**What to do:**
Lay out the lines from the start of the items through the line containing "M210 47L214 63L256" as a JSON list of strings, one string per line, with blank lines left out.

**Region annotation items:**
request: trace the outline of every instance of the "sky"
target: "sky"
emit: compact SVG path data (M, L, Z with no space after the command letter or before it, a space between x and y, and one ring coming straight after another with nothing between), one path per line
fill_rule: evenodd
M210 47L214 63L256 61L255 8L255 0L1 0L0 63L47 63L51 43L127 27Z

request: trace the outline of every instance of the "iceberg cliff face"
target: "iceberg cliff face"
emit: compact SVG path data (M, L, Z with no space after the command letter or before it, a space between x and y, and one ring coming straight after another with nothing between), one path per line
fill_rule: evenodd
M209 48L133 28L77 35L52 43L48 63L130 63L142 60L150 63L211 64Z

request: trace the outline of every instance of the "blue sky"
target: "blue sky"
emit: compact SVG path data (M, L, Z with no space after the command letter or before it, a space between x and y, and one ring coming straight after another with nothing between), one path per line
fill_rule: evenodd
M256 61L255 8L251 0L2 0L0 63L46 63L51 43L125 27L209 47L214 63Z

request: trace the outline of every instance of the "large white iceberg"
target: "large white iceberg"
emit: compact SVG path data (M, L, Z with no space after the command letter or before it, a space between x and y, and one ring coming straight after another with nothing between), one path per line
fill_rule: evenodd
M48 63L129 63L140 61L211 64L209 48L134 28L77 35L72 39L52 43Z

**Reply to the exercise:**
[
  "request: trace the outline of every instance of the \"sky\"",
  "target: \"sky\"",
  "emit: compact SVG path data (M, L, Z with no space after the command letter or before it, a space between x and y, and one ring coming straight after another with nothing between), one path per line",
  "fill_rule: evenodd",
  "M210 47L214 63L256 61L255 8L255 0L1 0L0 63L47 63L51 43L127 27Z"
]